(Records from a data collection)
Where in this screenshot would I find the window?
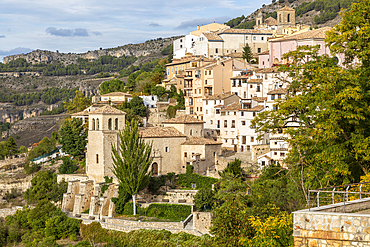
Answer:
[108,118,112,130]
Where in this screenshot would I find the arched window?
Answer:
[108,118,112,130]
[152,162,158,176]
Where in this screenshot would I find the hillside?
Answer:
[3,37,178,65]
[226,0,353,28]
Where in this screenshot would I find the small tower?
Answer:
[86,105,126,183]
[256,11,265,27]
[276,6,295,34]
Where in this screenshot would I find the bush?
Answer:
[58,156,78,174]
[123,202,191,221]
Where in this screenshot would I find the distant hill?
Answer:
[3,37,179,65]
[225,0,354,29]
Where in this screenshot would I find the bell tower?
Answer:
[86,105,126,183]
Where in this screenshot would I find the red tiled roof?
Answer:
[140,127,186,138]
[181,137,222,145]
[89,105,126,115]
[267,88,287,95]
[162,115,205,124]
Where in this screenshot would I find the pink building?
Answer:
[259,27,332,68]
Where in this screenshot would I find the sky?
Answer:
[0,0,271,62]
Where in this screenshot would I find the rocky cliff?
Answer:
[3,37,178,65]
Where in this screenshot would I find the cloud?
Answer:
[175,16,231,29]
[92,31,102,36]
[45,27,89,37]
[0,47,33,56]
[149,22,162,27]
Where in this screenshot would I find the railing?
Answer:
[308,182,370,210]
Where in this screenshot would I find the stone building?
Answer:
[86,105,126,183]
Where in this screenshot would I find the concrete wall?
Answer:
[293,198,370,247]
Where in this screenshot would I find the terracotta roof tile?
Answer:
[247,79,263,83]
[71,109,90,116]
[267,88,287,95]
[278,6,294,11]
[251,97,267,102]
[270,27,331,42]
[162,115,205,124]
[240,105,265,112]
[203,92,237,100]
[181,137,222,145]
[101,92,132,97]
[89,105,126,115]
[219,28,274,35]
[140,127,186,138]
[265,16,277,26]
[202,33,223,41]
[221,102,242,111]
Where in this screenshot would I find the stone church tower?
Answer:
[276,6,295,34]
[256,11,265,27]
[86,105,126,183]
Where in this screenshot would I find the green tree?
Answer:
[6,136,17,154]
[112,121,152,215]
[194,188,216,210]
[58,156,78,174]
[243,44,254,63]
[24,171,68,203]
[252,43,370,199]
[59,118,88,157]
[64,90,91,114]
[219,158,244,177]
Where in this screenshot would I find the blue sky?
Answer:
[0,0,271,61]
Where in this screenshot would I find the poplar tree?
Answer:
[112,120,153,215]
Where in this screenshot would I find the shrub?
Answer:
[58,156,78,174]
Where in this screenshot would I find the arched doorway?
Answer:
[152,162,158,176]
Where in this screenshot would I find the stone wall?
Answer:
[193,212,213,234]
[293,198,370,247]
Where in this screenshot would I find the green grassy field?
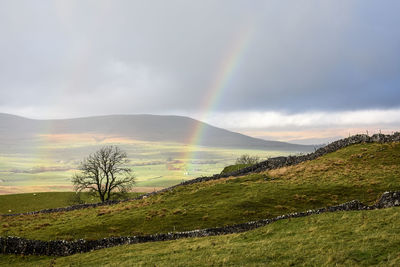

### Task description
Print all of the lines above word for word, leaving out the pictures.

### Written solution
Where in this screenshot would I find the window?
Answer:
[108,118,112,130]
Where in this screenshot would I find the arched window?
Answer:
[108,118,112,130]
[152,162,158,176]
Where in this screenshot would I find the hillside?
Answer:
[3,37,178,65]
[226,0,353,28]
Where in this screenshot would I find the small tower?
Answer:
[86,105,126,183]
[256,11,265,27]
[276,6,295,34]
Where in this screenshot would I find the bush?
Answer:
[58,156,78,174]
[123,202,191,221]
Where in this screenshot would I find the distant hill?
Answer:
[3,37,179,65]
[225,0,354,29]
Where in this screenshot would I find the bell tower?
Answer:
[86,105,126,183]
Where in this screenshot would I find the red tiled roof?
Answer:
[140,127,186,138]
[181,137,222,145]
[89,105,126,115]
[267,88,287,95]
[162,115,205,124]
Where in this screenshot would I find the pink building?
Answer:
[259,27,332,68]
Where in this screenshot would I find the sky?
Answer:
[0,0,271,62]
Where in this screenshot would I find the rocky cliff?
Answer:
[3,37,178,65]
Where in this screenshot would I find the cloud?
Answer:
[175,16,231,29]
[92,31,102,36]
[45,27,89,37]
[0,47,33,56]
[149,22,162,27]
Where in this screenshot would I find the railing?
Answer:
[308,182,370,210]
Where in this screenshot would I find the stone building?
Answer:
[86,105,126,183]
Where in this screenshot would I find the concrete wall?
Answer:
[293,198,370,247]
Where in this screenshot would I find the terracotta roof tile?
Answer:
[247,79,263,83]
[71,109,90,116]
[267,88,287,95]
[278,6,294,11]
[251,97,267,102]
[270,27,331,42]
[162,115,205,124]
[240,105,265,112]
[203,92,237,100]
[181,137,222,145]
[101,92,132,97]
[89,105,126,115]
[219,28,274,35]
[140,127,186,138]
[265,16,277,26]
[202,33,223,41]
[221,102,242,111]
Where in this screenshot would I find the stone church tower?
Answer:
[276,6,295,34]
[256,11,265,27]
[86,105,126,183]
Where in this screenshot would I find the green tree?
Answer:
[6,136,17,154]
[112,121,152,215]
[194,188,216,210]
[58,156,78,174]
[243,44,254,63]
[24,171,68,203]
[252,43,370,199]
[59,118,88,157]
[64,90,91,114]
[219,158,244,177]
Where in this screenshot would I find the blue sky?
Answer:
[0,0,271,61]
Where in this screenshot would I find the poplar tree?
Answer:
[112,120,153,215]
Where in this screenshot would I find the shrub?
Answer:
[58,156,78,174]
Where in this screenshot would I find the arched doorway?
Answer:
[152,162,158,176]
Where in this screenshot would I find the stone wall?
Answer:
[193,212,213,234]
[293,198,370,247]
Where in this screenshot would I find the green grassy field?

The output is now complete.